Access open models via the Hugging Face Inference API.

Terminal window
HUGGING_FACE_HUB_TOKEN=hf_...
Terminal window
edgecrab --model huggingface/meta-llama/Llama-3.3-70B-Instruct "..."

Z.AI provides access to GLM model series.

Terminal window
ZAI_API_KEY=...

Models:

zai/glm-4.5 # Latest GLM
zai/glm-5 # Most capable GLM

Run any model locally. Requires Ollama installed and running:

Terminal window
# Start Ollama (keep this running)
ollama serve
# Pull a model
ollama pull llama3.3
ollama pull codestral

No API key needed. EdgeCrab connects to http://localhost:11434 automatically:

Terminal window
edgecrab --model ollama/llama3.3 "explain this code"
edgecrab --model ollama/codestral "write a Rust async function"

Local Models guide for full setup and model recommendations.

Download a model in LM Studio and start its local server (default port 1234):

Terminal window
edgecrab --model lmstudio/your-loaded-model "..."

Local Models guide.

Access 600+ models from a single API endpoint and API key.

Terminal window
OPENROUTER_API_KEY=...
Terminal window
edgecrab --model openrouter/anthropic/claude-opus-4-5 "..."
edgecrab --model openrouter/google/gemini-2.5-flash "..."

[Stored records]
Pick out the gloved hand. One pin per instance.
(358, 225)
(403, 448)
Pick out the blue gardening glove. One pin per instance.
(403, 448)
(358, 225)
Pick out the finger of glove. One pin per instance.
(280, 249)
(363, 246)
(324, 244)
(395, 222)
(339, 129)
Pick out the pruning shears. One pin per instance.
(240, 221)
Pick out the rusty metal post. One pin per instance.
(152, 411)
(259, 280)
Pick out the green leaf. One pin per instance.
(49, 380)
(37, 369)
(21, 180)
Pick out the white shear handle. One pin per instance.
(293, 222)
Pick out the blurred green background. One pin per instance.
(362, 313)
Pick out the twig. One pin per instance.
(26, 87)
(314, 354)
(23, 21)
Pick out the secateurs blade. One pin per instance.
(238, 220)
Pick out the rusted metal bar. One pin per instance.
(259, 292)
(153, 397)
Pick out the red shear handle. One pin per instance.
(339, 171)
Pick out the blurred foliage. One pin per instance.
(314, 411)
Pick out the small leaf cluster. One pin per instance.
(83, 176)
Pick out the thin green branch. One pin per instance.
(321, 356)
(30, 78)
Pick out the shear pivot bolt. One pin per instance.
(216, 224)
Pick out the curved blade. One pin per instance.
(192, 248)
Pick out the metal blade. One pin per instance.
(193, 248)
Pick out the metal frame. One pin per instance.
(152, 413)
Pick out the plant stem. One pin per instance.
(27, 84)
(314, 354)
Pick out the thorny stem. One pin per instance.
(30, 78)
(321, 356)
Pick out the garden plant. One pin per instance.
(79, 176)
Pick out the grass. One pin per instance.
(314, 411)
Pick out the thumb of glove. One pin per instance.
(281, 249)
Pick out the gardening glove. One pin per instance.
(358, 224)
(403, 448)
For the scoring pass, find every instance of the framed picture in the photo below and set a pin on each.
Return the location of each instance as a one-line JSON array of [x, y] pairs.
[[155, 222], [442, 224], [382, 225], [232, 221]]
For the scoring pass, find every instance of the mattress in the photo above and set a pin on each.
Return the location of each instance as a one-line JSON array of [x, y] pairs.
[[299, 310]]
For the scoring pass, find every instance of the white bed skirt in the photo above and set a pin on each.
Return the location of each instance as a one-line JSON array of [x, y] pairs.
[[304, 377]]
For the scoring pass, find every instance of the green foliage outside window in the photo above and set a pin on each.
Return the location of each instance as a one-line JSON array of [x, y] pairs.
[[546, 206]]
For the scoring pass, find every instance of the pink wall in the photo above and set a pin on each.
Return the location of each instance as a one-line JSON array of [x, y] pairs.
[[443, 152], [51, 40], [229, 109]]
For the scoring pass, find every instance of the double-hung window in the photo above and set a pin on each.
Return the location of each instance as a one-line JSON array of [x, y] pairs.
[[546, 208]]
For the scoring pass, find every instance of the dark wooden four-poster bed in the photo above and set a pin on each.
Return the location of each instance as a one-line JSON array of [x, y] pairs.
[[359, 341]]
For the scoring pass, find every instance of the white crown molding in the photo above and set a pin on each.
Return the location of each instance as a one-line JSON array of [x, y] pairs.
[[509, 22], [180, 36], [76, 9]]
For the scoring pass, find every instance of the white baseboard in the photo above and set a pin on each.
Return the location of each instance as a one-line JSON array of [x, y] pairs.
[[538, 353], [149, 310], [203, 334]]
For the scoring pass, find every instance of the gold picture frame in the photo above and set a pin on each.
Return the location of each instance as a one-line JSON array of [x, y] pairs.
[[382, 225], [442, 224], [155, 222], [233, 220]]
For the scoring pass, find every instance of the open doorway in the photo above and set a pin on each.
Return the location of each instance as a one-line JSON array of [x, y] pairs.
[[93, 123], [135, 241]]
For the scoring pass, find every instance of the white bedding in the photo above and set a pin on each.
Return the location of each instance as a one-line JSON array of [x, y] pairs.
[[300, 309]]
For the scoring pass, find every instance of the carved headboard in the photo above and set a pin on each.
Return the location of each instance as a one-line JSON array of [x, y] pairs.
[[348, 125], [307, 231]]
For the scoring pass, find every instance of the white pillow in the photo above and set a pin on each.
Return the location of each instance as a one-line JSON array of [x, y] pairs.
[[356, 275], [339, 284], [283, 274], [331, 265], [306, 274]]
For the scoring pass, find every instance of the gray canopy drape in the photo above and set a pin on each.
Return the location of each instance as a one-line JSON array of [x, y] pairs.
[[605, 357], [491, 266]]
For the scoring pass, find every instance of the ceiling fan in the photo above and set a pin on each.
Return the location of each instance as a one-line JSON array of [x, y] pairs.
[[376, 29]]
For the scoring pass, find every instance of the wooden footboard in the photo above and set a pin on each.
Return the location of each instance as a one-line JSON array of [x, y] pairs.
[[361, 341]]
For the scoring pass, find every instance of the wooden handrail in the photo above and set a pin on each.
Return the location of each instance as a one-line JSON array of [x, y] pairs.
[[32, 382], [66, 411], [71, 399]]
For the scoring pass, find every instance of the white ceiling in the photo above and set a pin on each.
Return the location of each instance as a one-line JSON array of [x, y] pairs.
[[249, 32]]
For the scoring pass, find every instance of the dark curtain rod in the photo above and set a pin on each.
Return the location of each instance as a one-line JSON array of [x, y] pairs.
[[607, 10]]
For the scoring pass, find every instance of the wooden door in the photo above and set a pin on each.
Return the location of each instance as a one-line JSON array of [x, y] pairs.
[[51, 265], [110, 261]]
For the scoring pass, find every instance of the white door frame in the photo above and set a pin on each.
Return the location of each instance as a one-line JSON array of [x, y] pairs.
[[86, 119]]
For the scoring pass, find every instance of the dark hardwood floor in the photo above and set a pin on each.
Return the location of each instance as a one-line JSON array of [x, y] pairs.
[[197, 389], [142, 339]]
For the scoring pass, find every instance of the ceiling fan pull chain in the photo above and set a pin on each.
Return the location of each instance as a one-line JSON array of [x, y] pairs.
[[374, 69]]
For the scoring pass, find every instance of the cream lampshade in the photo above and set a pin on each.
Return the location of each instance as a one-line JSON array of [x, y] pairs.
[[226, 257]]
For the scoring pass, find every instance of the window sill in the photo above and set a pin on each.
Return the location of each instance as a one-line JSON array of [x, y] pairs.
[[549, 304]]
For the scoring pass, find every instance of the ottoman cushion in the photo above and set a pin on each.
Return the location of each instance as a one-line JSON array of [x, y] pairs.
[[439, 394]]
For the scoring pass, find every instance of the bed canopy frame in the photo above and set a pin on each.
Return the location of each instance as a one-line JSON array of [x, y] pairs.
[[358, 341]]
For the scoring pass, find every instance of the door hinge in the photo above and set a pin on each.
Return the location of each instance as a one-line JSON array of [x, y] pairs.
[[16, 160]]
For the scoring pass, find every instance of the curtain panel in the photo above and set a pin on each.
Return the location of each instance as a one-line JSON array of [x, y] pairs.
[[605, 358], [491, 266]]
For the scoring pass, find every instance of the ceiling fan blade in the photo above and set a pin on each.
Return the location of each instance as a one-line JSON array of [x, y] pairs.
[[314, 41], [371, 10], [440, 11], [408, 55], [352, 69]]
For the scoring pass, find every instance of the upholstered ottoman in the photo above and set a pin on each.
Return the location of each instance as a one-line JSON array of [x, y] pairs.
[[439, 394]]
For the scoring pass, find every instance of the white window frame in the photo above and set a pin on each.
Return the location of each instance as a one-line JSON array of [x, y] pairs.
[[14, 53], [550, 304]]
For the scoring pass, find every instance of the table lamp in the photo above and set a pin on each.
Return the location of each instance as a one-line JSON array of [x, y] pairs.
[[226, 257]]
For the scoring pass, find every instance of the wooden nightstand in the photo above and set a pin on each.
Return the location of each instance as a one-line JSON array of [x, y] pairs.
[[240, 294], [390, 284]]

**DIRECTIONS:**
(1) Decide whether each statement about the EdgeCrab provider text agrees with it. Answer yes or no for each, and quote the words from the text that settle it.
(a) Using Ollama requires an API key.
(b) LM Studio's local server runs on port 1234 by default.
(c) OpenRouter offers more than 600 models through a single API endpoint and API key.
(2) From the EdgeCrab provider text, extract the passage starting with "Local Models guide for" and going on through "Local Models guide.", word for word.

**ANSWERS FOR THIS EXERCISE:**
(1)
(a) No: "No API key needed."
(b) Yes: "start its local server (default port 1234)"
(c) Yes: "Access 600+ models from a single API endpoint and API key."

(2)
Local Models guide for full setup and model recommendations.

Download a model in LM Studio and start its local server (default port 1234):

Terminal window
edgecrab --model lmstudio/your-loaded-model "..."

Local Models guide.